---------- Input for this task ----------

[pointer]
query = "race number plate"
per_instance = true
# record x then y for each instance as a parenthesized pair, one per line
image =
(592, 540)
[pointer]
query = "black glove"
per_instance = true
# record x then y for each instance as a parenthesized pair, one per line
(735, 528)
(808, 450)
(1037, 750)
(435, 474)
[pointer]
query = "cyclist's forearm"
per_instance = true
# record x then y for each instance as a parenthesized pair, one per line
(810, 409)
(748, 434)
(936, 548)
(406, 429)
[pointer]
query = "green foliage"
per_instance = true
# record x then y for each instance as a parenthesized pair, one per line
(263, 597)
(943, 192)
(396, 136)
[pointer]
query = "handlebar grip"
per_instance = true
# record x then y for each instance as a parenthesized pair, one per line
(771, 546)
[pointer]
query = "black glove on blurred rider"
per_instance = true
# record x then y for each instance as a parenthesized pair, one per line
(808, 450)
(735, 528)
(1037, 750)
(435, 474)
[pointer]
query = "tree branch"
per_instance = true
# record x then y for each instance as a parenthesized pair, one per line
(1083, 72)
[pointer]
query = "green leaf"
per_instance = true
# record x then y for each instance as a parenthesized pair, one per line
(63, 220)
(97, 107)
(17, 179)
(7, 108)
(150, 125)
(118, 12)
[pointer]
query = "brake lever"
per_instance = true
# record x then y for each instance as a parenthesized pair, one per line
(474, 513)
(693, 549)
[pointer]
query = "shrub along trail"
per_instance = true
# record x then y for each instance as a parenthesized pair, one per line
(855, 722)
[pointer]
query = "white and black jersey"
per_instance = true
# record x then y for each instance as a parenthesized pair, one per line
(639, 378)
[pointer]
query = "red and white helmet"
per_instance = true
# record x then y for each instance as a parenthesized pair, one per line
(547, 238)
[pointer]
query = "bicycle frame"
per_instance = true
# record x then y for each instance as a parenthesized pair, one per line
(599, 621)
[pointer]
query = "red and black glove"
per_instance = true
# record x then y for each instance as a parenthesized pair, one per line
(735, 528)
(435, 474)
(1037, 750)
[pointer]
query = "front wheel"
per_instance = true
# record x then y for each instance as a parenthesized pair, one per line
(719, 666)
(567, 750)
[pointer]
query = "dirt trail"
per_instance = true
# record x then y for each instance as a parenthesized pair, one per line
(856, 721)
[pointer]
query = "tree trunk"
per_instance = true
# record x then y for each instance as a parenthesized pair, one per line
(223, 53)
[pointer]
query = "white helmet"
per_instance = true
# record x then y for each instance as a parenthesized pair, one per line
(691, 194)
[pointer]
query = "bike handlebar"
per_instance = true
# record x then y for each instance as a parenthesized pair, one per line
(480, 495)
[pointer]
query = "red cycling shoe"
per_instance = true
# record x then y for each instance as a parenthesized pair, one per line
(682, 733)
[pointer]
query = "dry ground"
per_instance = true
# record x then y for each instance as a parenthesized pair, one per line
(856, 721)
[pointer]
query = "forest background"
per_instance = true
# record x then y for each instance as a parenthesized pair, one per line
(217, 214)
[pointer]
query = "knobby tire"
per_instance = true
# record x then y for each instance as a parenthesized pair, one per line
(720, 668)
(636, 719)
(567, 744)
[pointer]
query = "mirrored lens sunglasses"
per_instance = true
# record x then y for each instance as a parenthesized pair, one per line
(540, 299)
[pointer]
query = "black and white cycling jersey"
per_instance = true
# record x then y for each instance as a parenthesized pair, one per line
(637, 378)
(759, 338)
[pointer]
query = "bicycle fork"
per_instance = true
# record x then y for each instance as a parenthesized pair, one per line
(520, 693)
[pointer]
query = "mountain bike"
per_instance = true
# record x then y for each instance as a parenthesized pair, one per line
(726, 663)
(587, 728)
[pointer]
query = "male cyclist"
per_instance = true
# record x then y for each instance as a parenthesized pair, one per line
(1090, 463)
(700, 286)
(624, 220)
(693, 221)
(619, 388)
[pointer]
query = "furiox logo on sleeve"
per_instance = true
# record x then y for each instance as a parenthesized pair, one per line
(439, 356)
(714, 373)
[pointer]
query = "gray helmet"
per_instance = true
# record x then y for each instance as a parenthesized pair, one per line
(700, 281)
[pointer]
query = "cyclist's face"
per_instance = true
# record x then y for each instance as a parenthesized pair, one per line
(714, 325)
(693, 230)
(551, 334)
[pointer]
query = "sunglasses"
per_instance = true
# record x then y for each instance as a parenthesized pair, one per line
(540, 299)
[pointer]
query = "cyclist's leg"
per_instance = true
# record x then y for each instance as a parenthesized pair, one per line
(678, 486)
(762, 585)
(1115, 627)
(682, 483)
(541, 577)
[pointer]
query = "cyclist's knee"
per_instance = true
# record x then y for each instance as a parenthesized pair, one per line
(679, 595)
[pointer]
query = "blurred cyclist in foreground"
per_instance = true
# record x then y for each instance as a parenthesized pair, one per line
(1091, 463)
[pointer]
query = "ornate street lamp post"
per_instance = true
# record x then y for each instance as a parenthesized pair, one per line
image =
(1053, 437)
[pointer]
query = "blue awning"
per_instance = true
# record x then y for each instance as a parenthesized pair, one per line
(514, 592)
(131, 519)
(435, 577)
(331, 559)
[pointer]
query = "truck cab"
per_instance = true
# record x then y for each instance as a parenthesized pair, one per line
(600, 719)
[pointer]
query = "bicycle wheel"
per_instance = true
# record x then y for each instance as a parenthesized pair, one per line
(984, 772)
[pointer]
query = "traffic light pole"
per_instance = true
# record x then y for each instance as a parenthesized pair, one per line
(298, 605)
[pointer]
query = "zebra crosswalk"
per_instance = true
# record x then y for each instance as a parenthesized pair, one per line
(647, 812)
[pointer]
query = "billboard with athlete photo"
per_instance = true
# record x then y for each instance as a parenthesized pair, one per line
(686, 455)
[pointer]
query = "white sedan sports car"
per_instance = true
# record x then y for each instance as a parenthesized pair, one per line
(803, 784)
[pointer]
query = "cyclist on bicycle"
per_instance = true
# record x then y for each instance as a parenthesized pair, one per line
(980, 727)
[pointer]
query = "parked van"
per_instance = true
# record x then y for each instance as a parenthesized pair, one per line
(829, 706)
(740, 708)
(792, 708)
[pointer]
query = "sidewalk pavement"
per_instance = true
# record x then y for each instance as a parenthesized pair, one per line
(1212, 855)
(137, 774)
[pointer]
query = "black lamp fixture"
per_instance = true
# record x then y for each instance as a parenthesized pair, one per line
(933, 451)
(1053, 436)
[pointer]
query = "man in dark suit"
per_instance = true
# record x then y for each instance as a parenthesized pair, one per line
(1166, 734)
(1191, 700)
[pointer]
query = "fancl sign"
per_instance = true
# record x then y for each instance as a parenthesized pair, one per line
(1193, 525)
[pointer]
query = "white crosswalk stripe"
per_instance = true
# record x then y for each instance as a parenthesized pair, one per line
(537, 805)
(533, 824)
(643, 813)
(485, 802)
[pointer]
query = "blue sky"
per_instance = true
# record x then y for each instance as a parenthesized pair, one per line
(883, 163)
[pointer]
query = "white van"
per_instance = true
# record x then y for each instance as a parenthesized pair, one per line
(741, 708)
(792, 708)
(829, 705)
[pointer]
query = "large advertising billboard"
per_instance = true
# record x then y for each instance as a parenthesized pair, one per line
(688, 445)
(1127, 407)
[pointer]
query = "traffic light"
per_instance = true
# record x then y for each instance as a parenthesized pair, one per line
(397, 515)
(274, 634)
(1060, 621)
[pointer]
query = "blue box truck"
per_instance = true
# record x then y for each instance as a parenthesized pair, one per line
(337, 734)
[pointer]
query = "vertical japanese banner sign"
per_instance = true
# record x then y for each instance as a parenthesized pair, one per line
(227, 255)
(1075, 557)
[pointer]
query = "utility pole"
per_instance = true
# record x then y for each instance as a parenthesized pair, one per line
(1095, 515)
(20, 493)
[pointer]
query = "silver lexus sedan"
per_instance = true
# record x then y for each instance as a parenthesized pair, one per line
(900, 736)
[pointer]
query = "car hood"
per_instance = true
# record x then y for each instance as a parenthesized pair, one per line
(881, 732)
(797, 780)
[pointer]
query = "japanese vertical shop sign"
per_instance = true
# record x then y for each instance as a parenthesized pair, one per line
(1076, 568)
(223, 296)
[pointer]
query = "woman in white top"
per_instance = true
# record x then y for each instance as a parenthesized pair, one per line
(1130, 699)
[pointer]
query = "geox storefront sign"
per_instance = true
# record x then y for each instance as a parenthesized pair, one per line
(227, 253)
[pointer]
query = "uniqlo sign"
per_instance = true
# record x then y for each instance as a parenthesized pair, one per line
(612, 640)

----------

Goal
How many lines in the listing contain the string "vertical"? Case counts, so give only the number of lines that match it letter for letter.

Result for this exercise
2